* _Work instructions_
Write out the lines below word for word, starting at the one that contains "gazebo in the photo above." and ending at the one that contains "x=724, y=566", with both of those lines included.

:: Dataset content

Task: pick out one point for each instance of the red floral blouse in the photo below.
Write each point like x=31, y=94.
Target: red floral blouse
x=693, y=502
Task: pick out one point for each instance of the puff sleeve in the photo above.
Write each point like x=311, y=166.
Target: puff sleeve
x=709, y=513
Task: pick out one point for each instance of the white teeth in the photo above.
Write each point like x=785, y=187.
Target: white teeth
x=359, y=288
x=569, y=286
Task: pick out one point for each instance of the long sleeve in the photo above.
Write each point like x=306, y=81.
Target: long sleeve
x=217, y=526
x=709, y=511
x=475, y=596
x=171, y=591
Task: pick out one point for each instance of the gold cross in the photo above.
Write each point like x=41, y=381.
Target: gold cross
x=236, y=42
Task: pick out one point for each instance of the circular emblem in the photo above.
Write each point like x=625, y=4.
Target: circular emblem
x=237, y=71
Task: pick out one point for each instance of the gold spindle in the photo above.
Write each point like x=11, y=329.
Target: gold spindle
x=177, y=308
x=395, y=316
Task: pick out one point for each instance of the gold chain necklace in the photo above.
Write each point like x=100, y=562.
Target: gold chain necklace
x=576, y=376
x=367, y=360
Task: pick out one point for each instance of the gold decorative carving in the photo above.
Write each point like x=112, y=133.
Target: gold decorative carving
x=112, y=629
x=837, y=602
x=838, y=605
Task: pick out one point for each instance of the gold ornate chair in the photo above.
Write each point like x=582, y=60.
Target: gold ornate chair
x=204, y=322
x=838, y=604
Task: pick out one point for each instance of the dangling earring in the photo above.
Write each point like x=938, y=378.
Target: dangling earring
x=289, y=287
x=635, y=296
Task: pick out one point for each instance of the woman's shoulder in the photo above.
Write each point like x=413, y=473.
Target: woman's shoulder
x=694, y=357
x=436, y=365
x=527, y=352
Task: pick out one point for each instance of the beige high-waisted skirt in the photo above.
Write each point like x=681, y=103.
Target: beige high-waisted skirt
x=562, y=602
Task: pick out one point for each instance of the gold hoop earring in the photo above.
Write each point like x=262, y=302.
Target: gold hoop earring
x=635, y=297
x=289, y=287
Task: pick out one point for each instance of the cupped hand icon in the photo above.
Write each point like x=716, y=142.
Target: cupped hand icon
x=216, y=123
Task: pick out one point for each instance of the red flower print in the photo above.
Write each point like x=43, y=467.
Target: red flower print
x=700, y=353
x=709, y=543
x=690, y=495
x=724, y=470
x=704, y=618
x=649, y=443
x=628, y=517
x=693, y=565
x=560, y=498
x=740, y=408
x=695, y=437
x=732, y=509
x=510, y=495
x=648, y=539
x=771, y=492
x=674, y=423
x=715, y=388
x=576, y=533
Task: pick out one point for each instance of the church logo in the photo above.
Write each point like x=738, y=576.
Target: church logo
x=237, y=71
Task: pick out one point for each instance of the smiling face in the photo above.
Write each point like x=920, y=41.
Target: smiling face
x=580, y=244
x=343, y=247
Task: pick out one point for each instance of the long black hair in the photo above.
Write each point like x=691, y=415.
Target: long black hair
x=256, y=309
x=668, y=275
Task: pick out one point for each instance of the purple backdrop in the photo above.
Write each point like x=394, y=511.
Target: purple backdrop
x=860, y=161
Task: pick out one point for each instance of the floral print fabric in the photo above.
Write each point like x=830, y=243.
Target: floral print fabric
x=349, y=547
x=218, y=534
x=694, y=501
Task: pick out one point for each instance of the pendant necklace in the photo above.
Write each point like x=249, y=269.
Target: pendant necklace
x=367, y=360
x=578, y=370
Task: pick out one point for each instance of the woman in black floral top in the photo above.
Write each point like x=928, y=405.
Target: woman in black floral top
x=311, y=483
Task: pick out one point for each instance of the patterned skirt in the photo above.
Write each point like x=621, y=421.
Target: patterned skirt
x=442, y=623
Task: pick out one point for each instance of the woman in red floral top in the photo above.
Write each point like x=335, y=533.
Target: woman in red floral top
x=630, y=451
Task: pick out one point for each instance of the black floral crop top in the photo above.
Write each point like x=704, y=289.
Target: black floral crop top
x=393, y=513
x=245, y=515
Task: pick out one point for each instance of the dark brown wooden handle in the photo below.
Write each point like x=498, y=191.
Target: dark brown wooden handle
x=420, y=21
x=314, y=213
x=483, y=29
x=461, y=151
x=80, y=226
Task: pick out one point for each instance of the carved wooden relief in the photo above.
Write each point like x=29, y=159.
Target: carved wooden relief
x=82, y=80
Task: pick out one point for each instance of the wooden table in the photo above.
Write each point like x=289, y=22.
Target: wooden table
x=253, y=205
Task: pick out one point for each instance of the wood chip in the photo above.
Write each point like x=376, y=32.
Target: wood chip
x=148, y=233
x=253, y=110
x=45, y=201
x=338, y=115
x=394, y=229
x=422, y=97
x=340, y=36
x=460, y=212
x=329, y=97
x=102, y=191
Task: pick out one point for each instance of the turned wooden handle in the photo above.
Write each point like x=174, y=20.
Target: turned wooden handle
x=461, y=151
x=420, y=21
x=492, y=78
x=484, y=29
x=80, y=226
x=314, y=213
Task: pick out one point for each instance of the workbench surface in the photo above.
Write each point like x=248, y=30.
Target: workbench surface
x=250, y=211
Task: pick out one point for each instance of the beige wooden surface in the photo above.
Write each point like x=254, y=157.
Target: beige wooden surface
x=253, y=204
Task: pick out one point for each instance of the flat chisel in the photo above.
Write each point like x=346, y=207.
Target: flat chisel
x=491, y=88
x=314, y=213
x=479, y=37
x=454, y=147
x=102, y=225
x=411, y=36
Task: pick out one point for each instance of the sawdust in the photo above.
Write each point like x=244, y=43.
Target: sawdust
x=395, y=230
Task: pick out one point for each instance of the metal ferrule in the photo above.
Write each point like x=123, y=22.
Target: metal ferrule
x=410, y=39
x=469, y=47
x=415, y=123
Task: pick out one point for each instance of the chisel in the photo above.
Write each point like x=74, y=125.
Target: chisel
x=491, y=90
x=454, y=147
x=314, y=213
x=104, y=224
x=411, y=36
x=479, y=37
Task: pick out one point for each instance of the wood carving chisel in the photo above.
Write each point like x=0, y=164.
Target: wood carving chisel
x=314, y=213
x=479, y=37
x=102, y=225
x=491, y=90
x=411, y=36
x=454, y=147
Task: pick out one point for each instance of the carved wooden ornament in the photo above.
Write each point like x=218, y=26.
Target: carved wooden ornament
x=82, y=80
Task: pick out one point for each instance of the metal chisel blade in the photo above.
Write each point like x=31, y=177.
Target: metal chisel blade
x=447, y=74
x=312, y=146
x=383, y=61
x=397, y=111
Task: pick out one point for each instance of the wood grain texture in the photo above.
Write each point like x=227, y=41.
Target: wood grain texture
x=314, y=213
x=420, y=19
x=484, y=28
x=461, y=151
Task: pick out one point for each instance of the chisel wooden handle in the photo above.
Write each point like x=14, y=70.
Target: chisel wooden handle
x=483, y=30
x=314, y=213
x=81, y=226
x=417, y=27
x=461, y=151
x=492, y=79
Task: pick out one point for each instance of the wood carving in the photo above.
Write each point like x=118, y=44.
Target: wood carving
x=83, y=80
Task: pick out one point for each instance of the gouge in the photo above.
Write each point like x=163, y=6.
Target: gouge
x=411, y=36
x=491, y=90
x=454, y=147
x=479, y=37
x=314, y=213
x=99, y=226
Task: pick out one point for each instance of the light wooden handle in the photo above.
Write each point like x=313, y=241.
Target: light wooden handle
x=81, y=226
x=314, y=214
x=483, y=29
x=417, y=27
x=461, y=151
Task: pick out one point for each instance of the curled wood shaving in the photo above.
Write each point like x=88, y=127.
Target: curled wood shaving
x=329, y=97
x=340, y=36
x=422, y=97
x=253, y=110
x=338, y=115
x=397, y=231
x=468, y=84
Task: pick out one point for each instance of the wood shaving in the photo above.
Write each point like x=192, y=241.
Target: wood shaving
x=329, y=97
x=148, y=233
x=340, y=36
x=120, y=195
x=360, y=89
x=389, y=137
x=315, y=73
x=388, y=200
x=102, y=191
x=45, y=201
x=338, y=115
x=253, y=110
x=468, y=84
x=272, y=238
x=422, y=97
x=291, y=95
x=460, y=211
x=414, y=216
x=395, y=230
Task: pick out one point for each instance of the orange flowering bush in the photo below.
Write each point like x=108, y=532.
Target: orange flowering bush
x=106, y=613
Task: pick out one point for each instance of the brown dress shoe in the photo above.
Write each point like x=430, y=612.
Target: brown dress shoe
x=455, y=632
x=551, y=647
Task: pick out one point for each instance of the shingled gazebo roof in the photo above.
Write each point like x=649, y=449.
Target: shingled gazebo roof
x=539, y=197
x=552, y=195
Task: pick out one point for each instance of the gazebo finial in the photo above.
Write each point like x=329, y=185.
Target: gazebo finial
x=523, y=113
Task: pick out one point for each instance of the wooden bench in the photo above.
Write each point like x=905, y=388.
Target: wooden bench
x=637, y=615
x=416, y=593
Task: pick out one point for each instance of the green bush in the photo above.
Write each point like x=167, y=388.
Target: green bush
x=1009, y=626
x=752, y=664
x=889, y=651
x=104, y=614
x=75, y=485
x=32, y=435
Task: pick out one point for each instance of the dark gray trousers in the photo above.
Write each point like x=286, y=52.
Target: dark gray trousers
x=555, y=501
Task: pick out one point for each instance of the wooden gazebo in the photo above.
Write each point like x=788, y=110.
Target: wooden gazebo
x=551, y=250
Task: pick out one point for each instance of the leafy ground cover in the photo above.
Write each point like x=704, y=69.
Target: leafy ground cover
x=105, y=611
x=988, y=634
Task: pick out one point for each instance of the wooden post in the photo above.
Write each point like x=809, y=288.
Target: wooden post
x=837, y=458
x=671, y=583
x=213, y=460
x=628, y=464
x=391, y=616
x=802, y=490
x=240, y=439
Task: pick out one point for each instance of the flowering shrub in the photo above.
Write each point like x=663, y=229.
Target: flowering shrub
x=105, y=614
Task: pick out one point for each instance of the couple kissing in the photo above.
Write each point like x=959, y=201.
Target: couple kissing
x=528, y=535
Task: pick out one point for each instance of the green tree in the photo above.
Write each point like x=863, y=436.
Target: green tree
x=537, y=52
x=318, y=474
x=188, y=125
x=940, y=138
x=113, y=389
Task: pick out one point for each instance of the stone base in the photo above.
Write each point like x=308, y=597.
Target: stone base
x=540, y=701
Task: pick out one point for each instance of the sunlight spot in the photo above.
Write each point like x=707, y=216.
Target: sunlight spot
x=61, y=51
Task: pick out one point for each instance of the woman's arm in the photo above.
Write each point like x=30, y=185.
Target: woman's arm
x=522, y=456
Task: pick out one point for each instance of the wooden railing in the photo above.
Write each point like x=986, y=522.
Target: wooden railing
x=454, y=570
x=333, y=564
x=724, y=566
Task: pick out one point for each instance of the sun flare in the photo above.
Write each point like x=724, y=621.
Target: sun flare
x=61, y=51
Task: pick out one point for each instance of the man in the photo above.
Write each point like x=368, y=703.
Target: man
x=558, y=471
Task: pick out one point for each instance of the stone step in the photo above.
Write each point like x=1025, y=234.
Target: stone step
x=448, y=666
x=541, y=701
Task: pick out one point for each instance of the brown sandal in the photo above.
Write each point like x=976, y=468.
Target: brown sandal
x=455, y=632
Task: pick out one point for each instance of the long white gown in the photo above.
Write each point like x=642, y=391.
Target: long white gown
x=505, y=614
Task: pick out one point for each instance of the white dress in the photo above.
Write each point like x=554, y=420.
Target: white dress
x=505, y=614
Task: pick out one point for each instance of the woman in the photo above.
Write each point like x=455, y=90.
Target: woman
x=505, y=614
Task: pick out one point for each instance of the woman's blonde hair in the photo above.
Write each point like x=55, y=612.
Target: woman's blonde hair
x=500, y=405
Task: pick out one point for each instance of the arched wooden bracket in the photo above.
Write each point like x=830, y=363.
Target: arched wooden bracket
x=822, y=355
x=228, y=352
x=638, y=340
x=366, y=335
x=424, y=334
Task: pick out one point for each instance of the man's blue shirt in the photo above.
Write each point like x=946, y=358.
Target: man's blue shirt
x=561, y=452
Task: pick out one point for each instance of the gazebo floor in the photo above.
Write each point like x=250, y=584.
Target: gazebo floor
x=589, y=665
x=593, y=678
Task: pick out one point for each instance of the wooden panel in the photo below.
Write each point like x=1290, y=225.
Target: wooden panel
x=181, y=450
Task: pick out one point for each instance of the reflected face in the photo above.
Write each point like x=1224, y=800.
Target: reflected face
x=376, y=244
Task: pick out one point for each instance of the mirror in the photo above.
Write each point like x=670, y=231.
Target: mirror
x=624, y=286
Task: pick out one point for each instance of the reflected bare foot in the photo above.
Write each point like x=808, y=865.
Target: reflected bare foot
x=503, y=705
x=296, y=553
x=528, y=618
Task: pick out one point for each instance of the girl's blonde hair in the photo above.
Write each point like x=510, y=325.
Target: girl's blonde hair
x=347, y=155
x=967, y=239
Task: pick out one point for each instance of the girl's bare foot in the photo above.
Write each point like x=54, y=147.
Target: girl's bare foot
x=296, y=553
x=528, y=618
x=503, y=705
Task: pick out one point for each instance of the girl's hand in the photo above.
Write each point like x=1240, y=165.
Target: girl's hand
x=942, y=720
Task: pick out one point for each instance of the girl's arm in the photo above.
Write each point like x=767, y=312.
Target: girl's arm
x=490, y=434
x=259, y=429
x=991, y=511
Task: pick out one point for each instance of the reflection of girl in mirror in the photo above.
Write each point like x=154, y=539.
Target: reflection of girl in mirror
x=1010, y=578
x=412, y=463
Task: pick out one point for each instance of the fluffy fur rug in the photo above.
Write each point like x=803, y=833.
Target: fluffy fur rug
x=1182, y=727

::::

* _Answer_
Task: pick out one point for each instance of the wooden gazebo in the photo above.
Write each point like x=788, y=110.
Target: wooden gazebo
x=551, y=250
Task: pick out one point for each instance of the leafy ground cover in the photo above.
Write each point like x=704, y=69.
Target: leafy ground cover
x=105, y=611
x=988, y=634
Task: pick out one point for each instance of the wooden post in the photo above.
Write each point like x=809, y=288.
Target: wooden post
x=837, y=458
x=671, y=583
x=213, y=460
x=628, y=464
x=391, y=616
x=802, y=490
x=240, y=439
Task: pick out one point for each instance of the flowering shrub in the photo above.
Write each point like x=663, y=229.
Target: flowering shrub
x=105, y=614
Task: pick out one point for each instance of the couple kissing in the photo above.
Write each point like x=959, y=201.
Target: couple kissing
x=528, y=535
Task: pick out one point for each instance of the green tree in the photo above.
Write each point like x=863, y=436.
Target: green tree
x=537, y=52
x=318, y=474
x=188, y=125
x=940, y=138
x=113, y=389
Task: pick out one point for each instance of the stone base in the photo above.
Write each point like x=308, y=597.
Target: stone base
x=540, y=701
Task: pick out one point for each instance of the sunlight spot in the photo above.
Write each point like x=707, y=216.
Target: sunlight spot
x=61, y=51
Task: pick out one point for each instance of the woman's arm in the photo above.
Write each point like x=30, y=185.
Target: woman's arm
x=522, y=456
Task: pick out one point for each instance of the wooden railing in the photo above.
Write each point like x=986, y=522.
Target: wooden railing
x=454, y=570
x=333, y=564
x=724, y=566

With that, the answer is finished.